__Text to read__.
Eight upper-middle-class, suburban white women arrive at a dinner party in the opening moments of Patty Ivins Specht’s “Deconstructing Karen.” Hosted by activist Regina Jackson and former Colorado congressional candidate Saira Rao, through their start-up Race2Dinner, the women are immediately told “if you’re going to cry, leave the table and go into the living room,” setting a confrontational tone for the rest of the evening.

If you’ve heard about Rao and Jackson’s Race2Dinner, it’s probably been through mocking news segments. The company organizes two-hour dinners for a small group of white women, where Rao and Jackson lead a difficult discussion about white supremacy and racism. 

Often, the tone that Rao and Jackson adopt has been interpreted as antagonistic. Fox News’ Jesse Watters oddly, and incredibly convolutedly, compared these dinners to Pearl Harbor (seriously, it’s a wild segment) and Caitlin Flanagan almost gleefully went on Bill Maher to call out the “almost sexual desire of white liberals to roll around in their white liberal guilt” in response to a clip from the film.

__Material supplied__.
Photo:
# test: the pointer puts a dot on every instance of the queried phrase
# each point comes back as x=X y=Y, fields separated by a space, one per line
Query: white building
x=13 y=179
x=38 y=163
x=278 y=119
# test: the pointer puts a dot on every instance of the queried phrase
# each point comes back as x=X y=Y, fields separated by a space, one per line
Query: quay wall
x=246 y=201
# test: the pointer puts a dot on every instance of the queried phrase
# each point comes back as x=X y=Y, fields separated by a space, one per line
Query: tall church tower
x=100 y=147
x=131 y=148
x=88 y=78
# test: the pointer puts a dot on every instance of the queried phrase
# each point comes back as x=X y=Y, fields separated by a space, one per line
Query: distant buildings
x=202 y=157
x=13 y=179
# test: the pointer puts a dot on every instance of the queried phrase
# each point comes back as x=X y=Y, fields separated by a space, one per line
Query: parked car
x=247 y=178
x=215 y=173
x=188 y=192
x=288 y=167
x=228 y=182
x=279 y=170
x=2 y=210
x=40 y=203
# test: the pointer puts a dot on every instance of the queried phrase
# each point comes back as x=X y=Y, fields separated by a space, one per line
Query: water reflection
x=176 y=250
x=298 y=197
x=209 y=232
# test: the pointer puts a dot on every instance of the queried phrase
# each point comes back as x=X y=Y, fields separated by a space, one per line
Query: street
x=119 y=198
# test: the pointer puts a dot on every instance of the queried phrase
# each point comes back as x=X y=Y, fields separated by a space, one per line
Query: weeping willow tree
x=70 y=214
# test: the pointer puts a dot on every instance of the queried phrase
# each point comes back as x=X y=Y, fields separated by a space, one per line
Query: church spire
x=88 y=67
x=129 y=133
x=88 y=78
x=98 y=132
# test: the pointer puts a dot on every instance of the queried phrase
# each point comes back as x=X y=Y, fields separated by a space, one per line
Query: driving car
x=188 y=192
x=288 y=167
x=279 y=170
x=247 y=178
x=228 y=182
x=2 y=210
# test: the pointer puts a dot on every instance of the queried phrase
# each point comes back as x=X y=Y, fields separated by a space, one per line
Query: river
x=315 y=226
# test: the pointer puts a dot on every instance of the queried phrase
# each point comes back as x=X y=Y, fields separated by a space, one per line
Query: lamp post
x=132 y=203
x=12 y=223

__What needs to be done__.
In the piece about "Deconstructing Karen," how long do the dinners organized by Race2Dinner last?

__Exercise result__.
Two hours.